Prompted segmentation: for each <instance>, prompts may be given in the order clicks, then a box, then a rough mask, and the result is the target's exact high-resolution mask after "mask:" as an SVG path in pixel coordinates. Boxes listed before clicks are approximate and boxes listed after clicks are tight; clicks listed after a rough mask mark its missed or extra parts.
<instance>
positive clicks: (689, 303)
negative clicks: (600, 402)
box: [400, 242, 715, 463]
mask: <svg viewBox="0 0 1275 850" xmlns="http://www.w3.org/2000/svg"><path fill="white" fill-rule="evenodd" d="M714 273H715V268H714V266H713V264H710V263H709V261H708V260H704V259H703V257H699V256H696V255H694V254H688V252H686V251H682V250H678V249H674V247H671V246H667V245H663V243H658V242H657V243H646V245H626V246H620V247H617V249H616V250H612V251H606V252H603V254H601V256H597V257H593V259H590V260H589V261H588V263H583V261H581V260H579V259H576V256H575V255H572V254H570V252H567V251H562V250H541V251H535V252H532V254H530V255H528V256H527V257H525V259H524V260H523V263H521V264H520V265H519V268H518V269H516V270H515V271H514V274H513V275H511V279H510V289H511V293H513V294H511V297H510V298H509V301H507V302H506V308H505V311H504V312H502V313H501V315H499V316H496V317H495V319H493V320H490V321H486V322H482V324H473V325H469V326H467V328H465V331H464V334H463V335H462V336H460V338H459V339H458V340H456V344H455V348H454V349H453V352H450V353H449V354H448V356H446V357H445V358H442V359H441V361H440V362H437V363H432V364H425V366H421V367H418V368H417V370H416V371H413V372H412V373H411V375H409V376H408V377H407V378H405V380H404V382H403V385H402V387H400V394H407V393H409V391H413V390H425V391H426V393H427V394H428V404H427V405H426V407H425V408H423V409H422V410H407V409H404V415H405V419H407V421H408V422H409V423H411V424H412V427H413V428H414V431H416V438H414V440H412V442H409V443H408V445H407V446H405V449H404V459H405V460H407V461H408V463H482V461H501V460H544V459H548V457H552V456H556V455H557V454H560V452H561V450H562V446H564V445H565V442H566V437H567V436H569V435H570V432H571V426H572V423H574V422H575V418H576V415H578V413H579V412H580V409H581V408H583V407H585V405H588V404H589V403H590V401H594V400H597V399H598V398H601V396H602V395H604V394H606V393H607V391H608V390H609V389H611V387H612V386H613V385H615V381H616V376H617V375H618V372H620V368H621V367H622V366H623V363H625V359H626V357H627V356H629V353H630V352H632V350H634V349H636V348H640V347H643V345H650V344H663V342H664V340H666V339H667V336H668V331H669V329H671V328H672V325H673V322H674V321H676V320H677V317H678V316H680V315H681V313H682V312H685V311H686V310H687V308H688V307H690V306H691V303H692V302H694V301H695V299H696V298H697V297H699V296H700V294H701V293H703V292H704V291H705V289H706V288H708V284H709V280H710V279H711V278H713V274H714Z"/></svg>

...

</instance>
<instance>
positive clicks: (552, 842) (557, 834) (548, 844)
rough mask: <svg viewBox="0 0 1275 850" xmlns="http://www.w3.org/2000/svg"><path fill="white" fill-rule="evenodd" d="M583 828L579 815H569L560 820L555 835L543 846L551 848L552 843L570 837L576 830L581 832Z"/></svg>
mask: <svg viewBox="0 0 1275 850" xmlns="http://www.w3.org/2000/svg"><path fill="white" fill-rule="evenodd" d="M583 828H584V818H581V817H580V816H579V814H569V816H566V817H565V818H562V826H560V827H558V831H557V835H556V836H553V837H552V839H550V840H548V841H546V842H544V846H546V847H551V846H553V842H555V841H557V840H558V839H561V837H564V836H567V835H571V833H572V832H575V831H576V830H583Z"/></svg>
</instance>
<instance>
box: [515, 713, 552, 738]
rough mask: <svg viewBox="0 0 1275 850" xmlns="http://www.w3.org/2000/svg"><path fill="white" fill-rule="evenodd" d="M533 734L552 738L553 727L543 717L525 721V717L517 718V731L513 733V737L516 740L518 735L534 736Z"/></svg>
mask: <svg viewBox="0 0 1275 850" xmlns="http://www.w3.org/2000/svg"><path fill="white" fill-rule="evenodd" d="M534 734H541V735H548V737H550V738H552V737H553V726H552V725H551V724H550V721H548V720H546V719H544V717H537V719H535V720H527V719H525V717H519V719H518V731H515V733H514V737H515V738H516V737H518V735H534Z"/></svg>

#### [EXERCISE AIM]
Each line of the entries above that contains "positive" must be copied into the answer.

#### [SOLVED EXERCISE]
positive clicks: (689, 303)
positive clicks: (552, 842) (557, 834) (548, 844)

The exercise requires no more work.